SELECTED EXCERPT:
The lights are strangely dim as we all wander in, carelessly bouncing off each other like pinballs. I glance up at the lectern on the stage. A bullet-headed actor in a bartender's black leather waistcoat, lean-shanked as any wild-eyed Patagonian horseman, is staring at a hefty book and muttering inaudibly to himself. Music drifts down tinnily through the sound system. There is something of jaunty, late-19th-century Paris about it. Then two or three people wander up on to the stage, a shortish man and an even shorter one; the first, all windblown hair, in a hot black jacket, the second in an unfashionable lounge suit. This one has the look of Kingsley Amis about him. The slightly sour expression on his face suggests that he may be afflicted in some way - perhaps by the burden of all that is to come.

Martin Amis and Ian McEwan sit down in their seats and stare at each other. McEwan has plonked himself down like a comfortable sack of something or other; Amis perches on his chair as if he has a rod up his spine. A third man, in headphones that suit his looks, welcomes all those among us who are from Latin America: bienvenidos! Bienvenidos! Recovering his composure, he then invites us to listen to Jorge Luis Borges himself, speaking in 1983. We tune in to a prolonged series of crackly hisses, followed immediately by a shorter sequence of hissy crackles. Some frail, ectoplasmic voice is trying to get through to us. One word in 12 is audible. Mercifully, it is an English word: Shakespeare? Shit scared? We are grateful, none the less, to have touched the hem of his garment.

GIVEN ENTRIES:
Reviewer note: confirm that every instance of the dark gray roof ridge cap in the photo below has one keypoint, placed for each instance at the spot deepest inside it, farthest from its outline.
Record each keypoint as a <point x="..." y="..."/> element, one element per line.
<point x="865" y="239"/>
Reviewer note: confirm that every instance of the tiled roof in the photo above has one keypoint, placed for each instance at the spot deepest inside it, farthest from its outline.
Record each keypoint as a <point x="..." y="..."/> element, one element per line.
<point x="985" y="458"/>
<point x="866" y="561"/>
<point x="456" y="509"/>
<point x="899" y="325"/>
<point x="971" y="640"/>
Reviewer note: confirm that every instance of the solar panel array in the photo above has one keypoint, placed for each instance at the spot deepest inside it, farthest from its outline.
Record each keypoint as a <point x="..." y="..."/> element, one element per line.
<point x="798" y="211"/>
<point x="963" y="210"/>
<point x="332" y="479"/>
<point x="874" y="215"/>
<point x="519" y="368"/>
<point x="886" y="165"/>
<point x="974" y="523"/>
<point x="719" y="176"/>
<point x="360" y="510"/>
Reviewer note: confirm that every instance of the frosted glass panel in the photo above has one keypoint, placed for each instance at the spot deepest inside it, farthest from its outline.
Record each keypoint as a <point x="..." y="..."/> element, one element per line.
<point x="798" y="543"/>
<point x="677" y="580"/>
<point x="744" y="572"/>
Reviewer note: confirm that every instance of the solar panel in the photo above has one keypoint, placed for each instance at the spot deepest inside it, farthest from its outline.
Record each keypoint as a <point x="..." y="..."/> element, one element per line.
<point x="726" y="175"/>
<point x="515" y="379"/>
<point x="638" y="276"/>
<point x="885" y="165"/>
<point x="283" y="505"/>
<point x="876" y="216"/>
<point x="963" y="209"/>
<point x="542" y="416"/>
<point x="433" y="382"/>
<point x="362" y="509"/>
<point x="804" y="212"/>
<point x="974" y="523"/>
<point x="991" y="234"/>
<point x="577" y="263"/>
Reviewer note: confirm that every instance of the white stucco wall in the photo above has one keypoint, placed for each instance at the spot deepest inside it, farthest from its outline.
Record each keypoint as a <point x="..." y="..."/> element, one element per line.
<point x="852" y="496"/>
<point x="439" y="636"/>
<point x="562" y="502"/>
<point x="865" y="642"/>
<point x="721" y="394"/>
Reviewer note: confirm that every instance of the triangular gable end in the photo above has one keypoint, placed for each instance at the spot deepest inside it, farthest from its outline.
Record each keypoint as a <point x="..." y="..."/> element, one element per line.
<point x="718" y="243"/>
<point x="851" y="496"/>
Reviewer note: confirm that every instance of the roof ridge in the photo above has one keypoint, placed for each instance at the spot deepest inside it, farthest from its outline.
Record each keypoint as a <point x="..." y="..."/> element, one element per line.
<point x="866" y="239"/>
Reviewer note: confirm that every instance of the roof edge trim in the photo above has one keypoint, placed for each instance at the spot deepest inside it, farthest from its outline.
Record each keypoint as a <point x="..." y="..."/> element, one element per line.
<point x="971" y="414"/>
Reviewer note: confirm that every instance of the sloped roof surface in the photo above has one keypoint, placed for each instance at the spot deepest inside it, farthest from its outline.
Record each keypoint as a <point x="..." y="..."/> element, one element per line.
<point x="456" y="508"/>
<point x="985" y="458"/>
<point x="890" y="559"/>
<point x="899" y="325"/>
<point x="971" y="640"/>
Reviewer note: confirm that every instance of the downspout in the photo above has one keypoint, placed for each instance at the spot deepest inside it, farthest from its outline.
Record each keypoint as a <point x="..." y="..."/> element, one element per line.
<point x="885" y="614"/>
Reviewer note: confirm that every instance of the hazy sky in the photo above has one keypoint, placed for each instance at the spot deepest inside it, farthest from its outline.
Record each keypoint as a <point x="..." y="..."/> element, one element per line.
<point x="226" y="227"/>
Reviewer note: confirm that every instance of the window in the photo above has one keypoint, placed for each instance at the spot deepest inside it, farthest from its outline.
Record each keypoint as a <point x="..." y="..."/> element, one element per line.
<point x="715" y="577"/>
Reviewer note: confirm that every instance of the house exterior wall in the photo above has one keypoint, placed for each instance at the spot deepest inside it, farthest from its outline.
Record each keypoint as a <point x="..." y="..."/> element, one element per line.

REQUIRED WORK:
a. Copy the entries word for word, starting at the line that contains "Reviewer note: confirm that every instance of the sloped" and running through the last line of the entries, with both of those lines included.
b. Continue the account of the stage event with Martin Amis and Ian McEwan, starting after its last sentence.

THE RESPONSES:
a.
Reviewer note: confirm that every instance of the sloped roof surface in the photo above has one keypoint, placed for each instance at the spot deepest inside it, farthest from its outline.
Record each keypoint as a <point x="..." y="..."/> element, one element per line.
<point x="456" y="508"/>
<point x="985" y="458"/>
<point x="890" y="559"/>
<point x="899" y="325"/>
<point x="971" y="640"/>
Reviewer note: confirm that every instance of the downspout in the photo above has one keypoint, placed for each instance at the spot deepest inside it, farthest from its outline.
Record each keypoint as a <point x="..." y="..."/> element, one element per line.
<point x="885" y="614"/>
Reviewer note: confirm that every instance of the hazy sky in the photo above has one keypoint, placed for each instance at the spot deepest inside it, farthest from its outline.
Record each keypoint as a <point x="..." y="..."/> element, one element per line.
<point x="226" y="227"/>
Reviewer note: confirm that every instance of the window in the photo above has one keypoint, placed for each instance at the spot deepest inside it, farthest from its outline.
Record each keypoint as a <point x="..." y="..."/> element, one element per line.
<point x="715" y="577"/>
Reviewer note: confirm that every instance of the house exterior wall in the photo above has one keypoint, placed for each instance at the spot deepest inside it, farthest from its outline.
Record each keypoint as a <point x="..." y="..."/> element, one element per line.

b.
Then Martin Amis is invited to say a few words about the great, blind, Argentinian librarian. Amis stares down solemnly at his own hefty book - it is identical to the actor's (do they fornicate?) - and gives what seems to be a prepared speech on Borges' merits, referring to his notes for those particularly dazzling and unscripted apercus over which he was toiling earlier in the day. His delivery has not quite shrugged off that nasal American drawl of the bent cop in Night Train. "I wish to emphasise the accessibility of this great, bookish, arcane genius," he says. "This man who dealt in agonising absolutes, this man of riotous, exorbitant imagination." Then he makes a covert reference to Borges' difficulties with women, a difficulty which he shared with Franz Kafka (as that great scholar/librarian Alan Bennett recently discovered): "His basic unit of pleasure was ... the sentence."

Lights dim on Amis; lights rise on the gaucho at the lectern, who begins to read from a story called The Library of Babel.

It is all about a library that is as big as the world, and at least as paradoxical as the one to be found on the Euston Road.